:: DIRECTIVE ::
Gather every line in the material below that contains the string "wooden", copying each such line in full.

<<<<

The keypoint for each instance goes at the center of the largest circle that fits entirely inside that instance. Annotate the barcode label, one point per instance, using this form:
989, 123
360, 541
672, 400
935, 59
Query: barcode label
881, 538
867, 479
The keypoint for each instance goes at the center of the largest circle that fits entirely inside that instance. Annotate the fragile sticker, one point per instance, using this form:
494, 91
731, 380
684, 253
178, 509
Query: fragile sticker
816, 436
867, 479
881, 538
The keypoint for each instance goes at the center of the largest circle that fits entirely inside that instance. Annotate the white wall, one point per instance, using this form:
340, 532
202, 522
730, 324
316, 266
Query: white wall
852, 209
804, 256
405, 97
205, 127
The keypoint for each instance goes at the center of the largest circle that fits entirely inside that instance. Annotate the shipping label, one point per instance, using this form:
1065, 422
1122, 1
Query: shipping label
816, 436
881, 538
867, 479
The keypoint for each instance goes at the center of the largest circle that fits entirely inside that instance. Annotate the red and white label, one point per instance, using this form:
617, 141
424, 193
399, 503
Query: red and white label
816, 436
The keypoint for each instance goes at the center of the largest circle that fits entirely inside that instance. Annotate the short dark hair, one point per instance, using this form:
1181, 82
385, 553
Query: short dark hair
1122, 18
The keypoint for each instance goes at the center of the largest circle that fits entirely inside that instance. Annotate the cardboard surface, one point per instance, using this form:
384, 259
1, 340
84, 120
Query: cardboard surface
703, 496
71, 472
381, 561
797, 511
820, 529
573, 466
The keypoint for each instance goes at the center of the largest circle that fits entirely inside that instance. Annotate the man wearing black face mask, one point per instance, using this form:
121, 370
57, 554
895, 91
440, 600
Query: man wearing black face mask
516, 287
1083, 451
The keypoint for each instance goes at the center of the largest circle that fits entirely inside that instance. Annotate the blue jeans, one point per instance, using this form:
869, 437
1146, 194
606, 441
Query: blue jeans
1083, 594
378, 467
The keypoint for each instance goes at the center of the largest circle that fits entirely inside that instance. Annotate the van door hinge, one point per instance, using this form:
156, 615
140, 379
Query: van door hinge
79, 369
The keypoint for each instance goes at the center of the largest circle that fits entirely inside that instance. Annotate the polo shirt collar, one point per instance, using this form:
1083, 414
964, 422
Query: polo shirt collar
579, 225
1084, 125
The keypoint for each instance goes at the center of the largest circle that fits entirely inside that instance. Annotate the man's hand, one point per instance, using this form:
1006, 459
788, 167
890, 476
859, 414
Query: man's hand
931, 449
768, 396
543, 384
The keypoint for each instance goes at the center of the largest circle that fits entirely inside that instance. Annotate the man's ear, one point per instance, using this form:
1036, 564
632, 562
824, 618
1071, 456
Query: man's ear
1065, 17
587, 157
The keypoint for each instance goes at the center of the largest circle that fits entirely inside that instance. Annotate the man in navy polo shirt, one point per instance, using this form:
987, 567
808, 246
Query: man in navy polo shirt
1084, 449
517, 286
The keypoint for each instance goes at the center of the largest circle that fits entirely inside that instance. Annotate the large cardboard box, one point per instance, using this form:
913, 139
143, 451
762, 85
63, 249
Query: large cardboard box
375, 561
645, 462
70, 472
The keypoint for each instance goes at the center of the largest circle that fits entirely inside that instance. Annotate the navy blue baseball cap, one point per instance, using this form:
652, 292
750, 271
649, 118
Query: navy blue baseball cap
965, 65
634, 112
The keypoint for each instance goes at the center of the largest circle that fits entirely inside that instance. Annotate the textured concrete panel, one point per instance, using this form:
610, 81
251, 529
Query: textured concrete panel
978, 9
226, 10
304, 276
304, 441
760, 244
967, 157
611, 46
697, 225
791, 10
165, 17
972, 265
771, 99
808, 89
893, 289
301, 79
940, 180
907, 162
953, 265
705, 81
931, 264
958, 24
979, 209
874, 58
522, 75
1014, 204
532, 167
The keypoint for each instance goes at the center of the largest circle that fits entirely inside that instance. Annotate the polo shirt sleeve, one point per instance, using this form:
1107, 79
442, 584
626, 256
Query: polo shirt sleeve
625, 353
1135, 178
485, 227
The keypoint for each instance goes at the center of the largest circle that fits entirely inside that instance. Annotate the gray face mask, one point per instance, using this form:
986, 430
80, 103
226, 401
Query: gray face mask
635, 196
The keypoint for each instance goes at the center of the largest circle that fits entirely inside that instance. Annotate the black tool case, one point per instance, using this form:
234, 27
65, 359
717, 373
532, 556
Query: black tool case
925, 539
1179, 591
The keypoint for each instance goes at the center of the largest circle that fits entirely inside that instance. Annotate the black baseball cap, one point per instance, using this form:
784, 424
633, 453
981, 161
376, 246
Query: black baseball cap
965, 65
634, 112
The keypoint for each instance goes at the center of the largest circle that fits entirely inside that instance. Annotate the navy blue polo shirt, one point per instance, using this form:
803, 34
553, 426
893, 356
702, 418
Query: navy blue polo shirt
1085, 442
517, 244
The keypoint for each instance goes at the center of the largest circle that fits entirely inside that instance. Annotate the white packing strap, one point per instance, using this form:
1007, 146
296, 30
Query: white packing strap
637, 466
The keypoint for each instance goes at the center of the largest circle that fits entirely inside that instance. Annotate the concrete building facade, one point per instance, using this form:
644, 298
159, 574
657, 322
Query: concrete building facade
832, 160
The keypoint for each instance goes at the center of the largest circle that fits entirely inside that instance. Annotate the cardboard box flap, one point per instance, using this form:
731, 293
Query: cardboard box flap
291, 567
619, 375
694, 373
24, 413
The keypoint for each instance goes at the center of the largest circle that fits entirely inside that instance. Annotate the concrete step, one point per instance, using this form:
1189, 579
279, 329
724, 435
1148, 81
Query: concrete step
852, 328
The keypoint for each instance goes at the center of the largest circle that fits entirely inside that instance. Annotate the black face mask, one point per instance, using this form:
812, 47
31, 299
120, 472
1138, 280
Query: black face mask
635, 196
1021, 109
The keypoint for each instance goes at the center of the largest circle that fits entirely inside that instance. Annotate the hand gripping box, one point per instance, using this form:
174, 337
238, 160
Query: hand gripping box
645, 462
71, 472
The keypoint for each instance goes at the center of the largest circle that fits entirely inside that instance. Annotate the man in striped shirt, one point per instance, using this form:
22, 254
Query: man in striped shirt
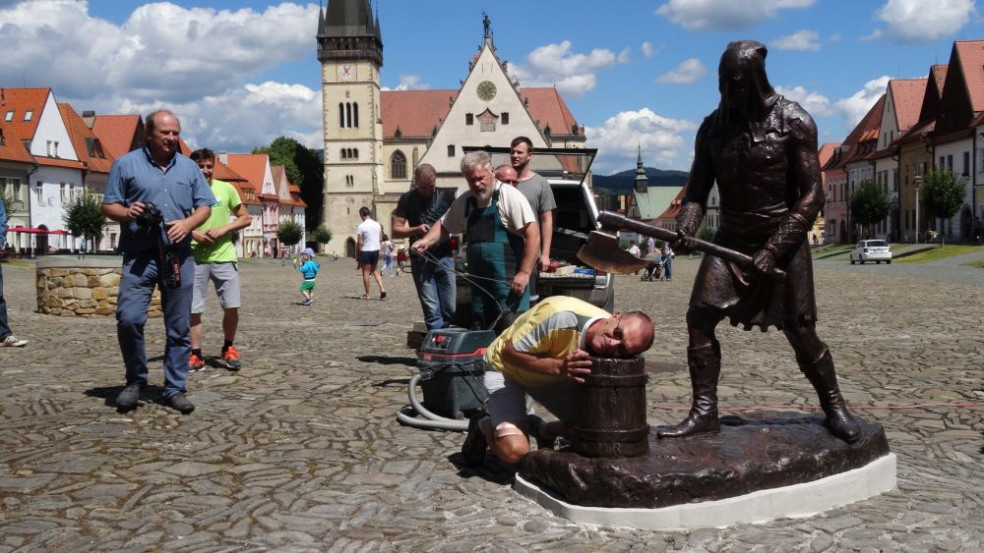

>>>>
<<<<

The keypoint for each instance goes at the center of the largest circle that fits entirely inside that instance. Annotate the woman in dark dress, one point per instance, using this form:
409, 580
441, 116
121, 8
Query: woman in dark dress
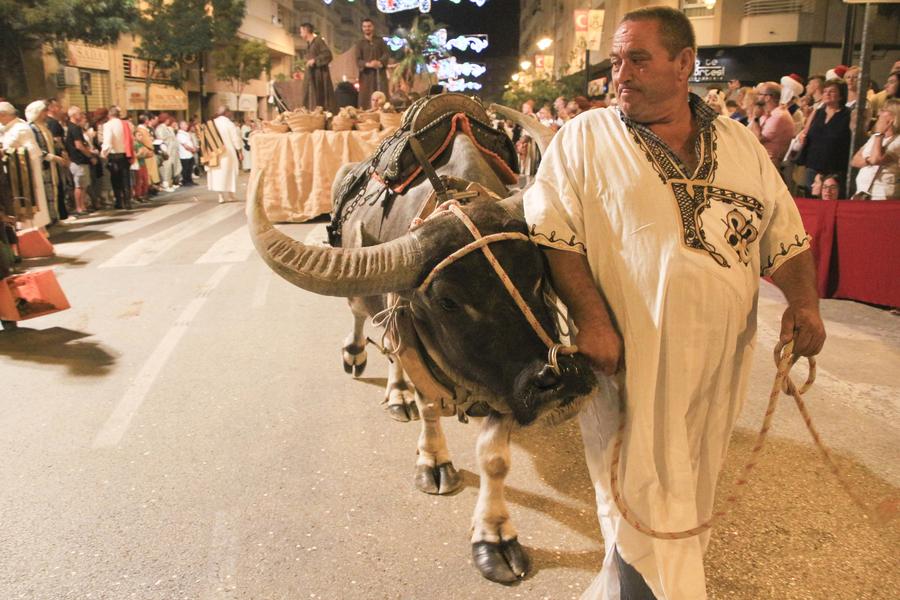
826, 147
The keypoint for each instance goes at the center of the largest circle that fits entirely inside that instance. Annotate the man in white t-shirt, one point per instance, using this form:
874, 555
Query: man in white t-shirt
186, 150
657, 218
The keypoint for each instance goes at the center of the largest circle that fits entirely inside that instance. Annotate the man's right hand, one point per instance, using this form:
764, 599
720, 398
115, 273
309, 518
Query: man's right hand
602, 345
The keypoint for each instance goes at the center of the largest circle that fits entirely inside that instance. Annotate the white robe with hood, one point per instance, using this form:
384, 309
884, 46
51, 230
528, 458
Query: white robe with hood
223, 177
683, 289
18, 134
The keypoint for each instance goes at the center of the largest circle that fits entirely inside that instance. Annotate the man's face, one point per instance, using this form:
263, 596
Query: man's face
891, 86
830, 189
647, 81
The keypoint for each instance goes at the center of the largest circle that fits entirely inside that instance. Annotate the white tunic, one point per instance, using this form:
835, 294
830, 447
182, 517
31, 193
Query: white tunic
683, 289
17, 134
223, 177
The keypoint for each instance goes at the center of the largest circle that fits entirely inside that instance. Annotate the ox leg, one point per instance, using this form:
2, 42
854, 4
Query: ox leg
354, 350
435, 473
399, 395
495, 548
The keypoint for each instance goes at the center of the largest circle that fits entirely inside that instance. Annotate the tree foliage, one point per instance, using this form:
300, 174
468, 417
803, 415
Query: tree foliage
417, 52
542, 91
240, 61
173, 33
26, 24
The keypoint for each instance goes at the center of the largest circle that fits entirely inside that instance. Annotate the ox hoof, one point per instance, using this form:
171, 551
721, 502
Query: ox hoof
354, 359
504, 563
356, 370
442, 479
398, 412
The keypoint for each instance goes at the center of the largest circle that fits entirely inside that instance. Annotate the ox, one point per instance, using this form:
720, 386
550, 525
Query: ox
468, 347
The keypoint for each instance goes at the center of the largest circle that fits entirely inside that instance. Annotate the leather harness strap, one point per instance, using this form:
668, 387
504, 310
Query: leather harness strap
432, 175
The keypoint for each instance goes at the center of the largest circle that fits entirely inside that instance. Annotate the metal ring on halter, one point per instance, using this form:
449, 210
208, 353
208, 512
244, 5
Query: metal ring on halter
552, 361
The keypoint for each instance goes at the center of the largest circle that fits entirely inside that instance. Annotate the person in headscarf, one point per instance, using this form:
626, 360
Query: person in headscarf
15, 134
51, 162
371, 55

>>>>
<<<<

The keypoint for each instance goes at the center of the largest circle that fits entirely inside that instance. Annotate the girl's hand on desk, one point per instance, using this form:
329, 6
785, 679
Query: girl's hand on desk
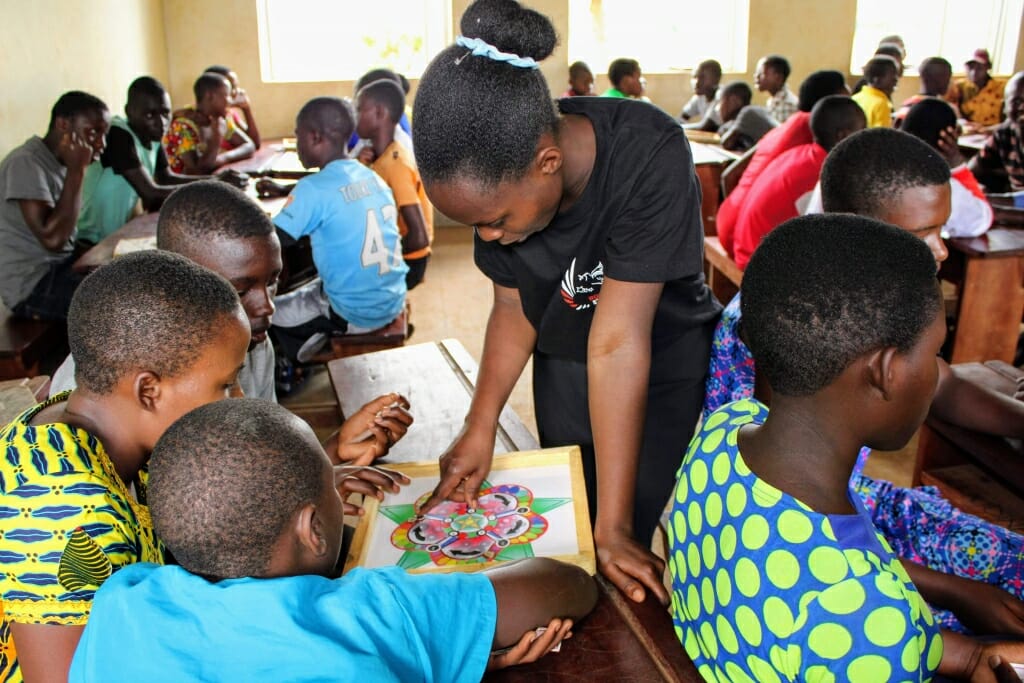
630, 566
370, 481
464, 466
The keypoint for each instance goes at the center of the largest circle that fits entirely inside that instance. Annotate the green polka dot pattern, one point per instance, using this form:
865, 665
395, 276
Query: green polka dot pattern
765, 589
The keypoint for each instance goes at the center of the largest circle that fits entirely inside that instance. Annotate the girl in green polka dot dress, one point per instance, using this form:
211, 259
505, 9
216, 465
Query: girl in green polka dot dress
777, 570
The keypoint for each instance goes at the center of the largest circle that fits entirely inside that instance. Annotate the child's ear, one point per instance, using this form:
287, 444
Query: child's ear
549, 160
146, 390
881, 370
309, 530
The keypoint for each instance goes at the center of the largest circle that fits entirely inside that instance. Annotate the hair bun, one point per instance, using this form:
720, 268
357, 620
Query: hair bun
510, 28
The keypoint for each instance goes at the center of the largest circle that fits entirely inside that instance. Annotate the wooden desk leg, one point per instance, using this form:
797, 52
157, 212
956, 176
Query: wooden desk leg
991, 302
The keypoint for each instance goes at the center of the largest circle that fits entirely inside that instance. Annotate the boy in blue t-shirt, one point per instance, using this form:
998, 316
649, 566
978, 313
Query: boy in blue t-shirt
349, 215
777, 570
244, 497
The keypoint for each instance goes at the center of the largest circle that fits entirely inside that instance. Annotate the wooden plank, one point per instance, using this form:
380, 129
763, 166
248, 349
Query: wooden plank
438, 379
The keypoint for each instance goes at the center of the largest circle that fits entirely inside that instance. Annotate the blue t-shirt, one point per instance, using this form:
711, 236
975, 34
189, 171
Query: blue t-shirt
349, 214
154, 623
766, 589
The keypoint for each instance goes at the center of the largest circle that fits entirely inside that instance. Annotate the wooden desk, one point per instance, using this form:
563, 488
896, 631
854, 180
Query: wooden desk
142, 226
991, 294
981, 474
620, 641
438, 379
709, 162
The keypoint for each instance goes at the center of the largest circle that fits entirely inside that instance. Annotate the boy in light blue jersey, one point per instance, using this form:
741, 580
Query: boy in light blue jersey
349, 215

>>>>

:: CORRECT RESPONSE ::
The keypoint for each instance goes at the center of the largest circle that fits entirely inside that instance. Annotate the wooden desk leg, one point per instance, using this form:
Query: wooden desk leg
The keypoint for each instance goes at the center of the largest circle that fits entirely inside that instance. Annotate the wooden plank, one point per instance, using this form:
Query: wooden plank
The keypoint for each instance goes at the center of the largest circle that fits entirely inside that instance. Annotate the wooden desk, one point per instance, using this form:
Query: wooden desk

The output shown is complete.